DO THIS
Can you give the items again, starting with the first line and going on through the line with "point(1281, 56)", changing "decorative cornice" to "ornamental cornice" and leaving everything else the same?

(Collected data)
*-*-*

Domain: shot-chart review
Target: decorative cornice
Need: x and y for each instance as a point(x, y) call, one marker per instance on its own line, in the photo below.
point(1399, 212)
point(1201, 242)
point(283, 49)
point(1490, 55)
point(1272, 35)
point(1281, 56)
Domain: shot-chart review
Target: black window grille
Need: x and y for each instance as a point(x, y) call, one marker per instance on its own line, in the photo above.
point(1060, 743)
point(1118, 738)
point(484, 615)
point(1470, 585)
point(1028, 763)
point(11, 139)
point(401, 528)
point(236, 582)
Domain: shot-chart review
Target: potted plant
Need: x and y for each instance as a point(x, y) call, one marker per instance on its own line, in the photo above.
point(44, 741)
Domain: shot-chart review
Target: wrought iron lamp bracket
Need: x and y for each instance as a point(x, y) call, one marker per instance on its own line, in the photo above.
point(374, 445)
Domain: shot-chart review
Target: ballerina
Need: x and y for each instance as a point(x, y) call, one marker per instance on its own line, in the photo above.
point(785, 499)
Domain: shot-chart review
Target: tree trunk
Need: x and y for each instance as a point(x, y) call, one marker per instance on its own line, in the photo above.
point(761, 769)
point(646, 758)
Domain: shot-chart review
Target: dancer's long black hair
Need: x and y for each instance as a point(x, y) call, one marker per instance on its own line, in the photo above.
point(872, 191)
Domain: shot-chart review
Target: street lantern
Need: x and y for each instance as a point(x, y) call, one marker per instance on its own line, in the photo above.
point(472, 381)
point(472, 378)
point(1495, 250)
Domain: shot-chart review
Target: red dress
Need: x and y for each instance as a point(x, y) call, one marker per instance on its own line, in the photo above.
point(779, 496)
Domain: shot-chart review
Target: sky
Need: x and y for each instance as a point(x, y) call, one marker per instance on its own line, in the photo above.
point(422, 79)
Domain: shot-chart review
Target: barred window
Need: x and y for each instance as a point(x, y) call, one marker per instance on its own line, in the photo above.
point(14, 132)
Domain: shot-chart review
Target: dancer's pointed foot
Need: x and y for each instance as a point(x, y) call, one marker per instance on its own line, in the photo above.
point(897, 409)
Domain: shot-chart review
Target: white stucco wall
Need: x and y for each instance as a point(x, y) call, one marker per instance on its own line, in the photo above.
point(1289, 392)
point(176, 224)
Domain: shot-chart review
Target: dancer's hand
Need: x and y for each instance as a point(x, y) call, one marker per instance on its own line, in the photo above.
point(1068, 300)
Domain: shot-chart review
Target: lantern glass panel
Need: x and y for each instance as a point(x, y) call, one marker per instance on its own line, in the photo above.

*-*-*

ANSWER
Domain: shot-chart review
Target: ornamental cornice
Need: x and y for each instance as a point(x, y) call, one marker per instance on its own line, in the photo below.
point(1399, 212)
point(1201, 242)
point(283, 49)
point(1490, 55)
point(1272, 35)
point(1281, 56)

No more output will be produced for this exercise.